EXERCISE SET |
(A) In the abstract on abdominal deliveries in Africa, in what year and in which country did Robert W. Felkin witness the case it describes?
(B) In the abstract on abdominal deliveries in Africa, reproduce the words verbatim from "V G Chipfakacha." up to and including "Germany), in 1885.".
(C) Pick up the abstract on abdominal deliveries in Africa from its last sentence and keep writing.

PASSAGE TO READ |
Abdominal deliveries in Africa: food for thought to scholars of the history of medicine

  • PMID: 2673530

Abdominal deliveries in Africa: food for thought to scholars of the history of medicine

V G Chipfakacha. Cent Afr J Med. 1989 Feb.

Abstract

The purpose of this article is to show the advancement in knowledge of cesarean sections among African traditional healers before the advent of colonialism and introduction of scientific medicine (allopathy) to Africa. The case mentioned below was witnessed by Robert W. Felkin, a Scottish medical anthropologist, in Uganda in 1879. Felkin subsequently wrote a medical dissertation on his observations, which he submitted to Marburg University, Deutsche Reich (now Federal Republic of Germany), in 1885.

THE DATA |
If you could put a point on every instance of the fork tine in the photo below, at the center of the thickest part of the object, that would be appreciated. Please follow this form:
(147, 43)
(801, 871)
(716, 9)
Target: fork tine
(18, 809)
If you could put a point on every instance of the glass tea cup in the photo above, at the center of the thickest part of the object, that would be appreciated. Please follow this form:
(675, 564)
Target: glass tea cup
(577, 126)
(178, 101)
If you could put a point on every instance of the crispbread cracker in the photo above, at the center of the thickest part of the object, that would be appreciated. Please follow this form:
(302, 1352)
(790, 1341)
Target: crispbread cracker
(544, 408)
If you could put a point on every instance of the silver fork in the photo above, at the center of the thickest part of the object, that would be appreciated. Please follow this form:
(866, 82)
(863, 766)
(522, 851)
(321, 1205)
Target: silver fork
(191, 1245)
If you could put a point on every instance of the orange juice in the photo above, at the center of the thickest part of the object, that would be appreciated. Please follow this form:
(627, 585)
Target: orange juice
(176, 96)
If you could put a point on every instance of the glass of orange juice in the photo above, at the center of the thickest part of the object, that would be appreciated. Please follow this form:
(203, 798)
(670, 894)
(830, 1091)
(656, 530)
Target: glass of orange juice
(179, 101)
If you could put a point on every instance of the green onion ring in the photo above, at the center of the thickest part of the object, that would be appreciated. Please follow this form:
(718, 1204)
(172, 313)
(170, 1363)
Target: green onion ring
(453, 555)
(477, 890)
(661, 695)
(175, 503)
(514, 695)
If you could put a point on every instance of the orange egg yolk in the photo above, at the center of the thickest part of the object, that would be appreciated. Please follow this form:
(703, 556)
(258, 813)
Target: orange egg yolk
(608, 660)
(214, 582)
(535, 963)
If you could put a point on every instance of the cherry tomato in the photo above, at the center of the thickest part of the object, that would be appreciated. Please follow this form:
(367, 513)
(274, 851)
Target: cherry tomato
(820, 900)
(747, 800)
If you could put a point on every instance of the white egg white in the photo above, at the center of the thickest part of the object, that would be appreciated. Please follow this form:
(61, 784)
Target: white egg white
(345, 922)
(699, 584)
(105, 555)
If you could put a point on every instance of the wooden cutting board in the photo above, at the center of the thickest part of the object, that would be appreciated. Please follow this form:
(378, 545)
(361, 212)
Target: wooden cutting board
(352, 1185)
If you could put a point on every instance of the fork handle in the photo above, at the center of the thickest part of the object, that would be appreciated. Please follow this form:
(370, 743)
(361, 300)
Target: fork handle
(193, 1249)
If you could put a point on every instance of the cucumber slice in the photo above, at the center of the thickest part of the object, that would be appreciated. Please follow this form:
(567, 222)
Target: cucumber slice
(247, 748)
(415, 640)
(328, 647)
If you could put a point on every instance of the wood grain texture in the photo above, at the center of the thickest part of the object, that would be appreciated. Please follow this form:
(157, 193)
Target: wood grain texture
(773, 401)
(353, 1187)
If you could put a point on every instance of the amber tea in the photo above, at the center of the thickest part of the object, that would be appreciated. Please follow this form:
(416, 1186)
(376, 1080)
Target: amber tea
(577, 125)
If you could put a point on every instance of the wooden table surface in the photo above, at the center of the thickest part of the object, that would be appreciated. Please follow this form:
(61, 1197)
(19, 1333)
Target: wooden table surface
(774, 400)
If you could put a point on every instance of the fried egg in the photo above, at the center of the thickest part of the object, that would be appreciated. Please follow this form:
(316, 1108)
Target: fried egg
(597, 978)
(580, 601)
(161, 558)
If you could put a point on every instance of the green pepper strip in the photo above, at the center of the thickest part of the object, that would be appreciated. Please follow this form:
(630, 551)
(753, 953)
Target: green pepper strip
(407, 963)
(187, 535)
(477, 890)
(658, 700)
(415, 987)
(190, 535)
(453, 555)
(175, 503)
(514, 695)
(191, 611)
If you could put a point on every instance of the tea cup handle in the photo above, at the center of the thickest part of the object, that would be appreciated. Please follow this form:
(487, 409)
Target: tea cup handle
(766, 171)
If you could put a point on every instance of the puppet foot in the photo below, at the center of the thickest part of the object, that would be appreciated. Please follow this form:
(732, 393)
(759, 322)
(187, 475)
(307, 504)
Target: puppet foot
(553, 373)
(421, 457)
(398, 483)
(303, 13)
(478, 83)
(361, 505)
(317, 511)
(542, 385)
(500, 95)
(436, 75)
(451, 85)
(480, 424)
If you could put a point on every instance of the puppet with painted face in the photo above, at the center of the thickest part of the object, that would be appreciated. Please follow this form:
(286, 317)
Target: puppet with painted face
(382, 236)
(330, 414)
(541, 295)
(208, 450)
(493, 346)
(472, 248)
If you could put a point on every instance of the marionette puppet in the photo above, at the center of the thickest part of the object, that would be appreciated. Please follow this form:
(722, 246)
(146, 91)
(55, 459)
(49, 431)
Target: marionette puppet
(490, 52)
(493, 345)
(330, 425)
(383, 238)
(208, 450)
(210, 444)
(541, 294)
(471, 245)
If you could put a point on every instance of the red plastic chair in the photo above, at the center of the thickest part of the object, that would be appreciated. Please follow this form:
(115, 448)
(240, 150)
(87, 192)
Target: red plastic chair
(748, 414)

EXPECTED RESPONSES |
(A) He witnessed it in Uganda in 1879.

(B)
V G Chipfakacha. Cent Afr J Med. 1989 Feb.

Abstract

The purpose of this article is to show the advancement in knowledge of cesarean sections among African traditional healers before the advent of colonialism and introduction of scientific medicine (allopathy) to Africa. The case mentioned below was witnessed by Robert W. Felkin, a Scottish medical anthropologist, in Uganda in 1879. Felkin subsequently wrote a medical dissertation on his observations, which he submitted to Marburg University, Deutsche Reich (now Federal Republic of Germany), in 1885.

(C)
PIP: Robert Felkin, a Scottish medical anthropologist in Uganda in 1879, observed African medical achievements and used this information to write his medical dissertation. Caesarian sections have been performed since the reign in Rome of Numa Pompilius (715-672 B.C.), mainly on women who died late in pregnancy. The 1st Caesarian on a live patient was performed in 1610. Most patients (85%) died of hemorrhage or infection until 1882 when Sanger introduced longitudinal incision and uterine fundus sutures which greatly decreased the risk of hemorrhage. Poro introduced sterile surgical methods and decreased the risk of infection. Caesarians were performed in Africa much before colonization. A story of an abdominal delivery as performed by an African operator, is related in detail. Another incident of a black slave in America in 1869 performing abdominal surgery on herself is briefly mentioned. It is clear from the stories that medical knowledge was fairly advanced in Africa: cauterization of the bleeding points with a hot iron was used, dressing with a poultice to decrease risk of infection was standard, closing the incision with animal gut sutures, post operative suture removal, "anesthesia" with wine, and scrubbing with alcoholic beverages were all techniques used that are strikingly similar to "modern" surgical techniques.